**WORK INSTRUCTIONS:** Show every line of the records below that contains the word "cloudy", copying each line in full. Case matters.

**DATA SUPPLIED:**
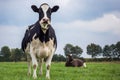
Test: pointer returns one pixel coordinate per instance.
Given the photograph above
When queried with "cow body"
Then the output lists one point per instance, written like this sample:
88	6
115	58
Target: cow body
40	41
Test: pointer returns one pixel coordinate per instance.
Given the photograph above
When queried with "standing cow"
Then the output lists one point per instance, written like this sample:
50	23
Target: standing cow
40	41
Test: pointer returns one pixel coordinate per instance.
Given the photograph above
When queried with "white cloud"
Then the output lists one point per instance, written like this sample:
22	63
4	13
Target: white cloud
11	36
107	23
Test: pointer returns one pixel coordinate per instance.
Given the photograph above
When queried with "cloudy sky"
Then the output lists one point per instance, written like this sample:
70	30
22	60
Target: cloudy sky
79	22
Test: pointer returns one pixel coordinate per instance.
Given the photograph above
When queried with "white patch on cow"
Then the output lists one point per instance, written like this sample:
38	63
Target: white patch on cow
38	49
45	7
44	26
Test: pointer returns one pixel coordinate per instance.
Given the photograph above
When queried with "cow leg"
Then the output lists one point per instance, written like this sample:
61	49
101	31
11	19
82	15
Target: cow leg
29	64
40	64
34	62
48	63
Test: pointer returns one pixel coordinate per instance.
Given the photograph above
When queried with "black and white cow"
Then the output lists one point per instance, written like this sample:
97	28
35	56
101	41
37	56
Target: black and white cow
40	41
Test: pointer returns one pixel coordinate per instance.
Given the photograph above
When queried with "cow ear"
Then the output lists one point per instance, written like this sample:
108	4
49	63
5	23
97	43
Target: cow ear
34	8
55	8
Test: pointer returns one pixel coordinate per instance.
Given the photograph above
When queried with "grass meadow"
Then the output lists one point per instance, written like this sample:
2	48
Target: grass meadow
93	71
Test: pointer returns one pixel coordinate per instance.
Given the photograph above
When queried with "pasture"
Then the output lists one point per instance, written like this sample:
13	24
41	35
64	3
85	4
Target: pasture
93	71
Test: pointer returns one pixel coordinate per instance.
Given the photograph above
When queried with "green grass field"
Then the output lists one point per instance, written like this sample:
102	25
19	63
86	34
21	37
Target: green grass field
94	71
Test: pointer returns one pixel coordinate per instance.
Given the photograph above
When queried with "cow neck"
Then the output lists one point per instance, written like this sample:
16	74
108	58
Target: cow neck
44	37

**THE SOLUTION:**
When queried with "cloudy sky"
Target: cloudy sky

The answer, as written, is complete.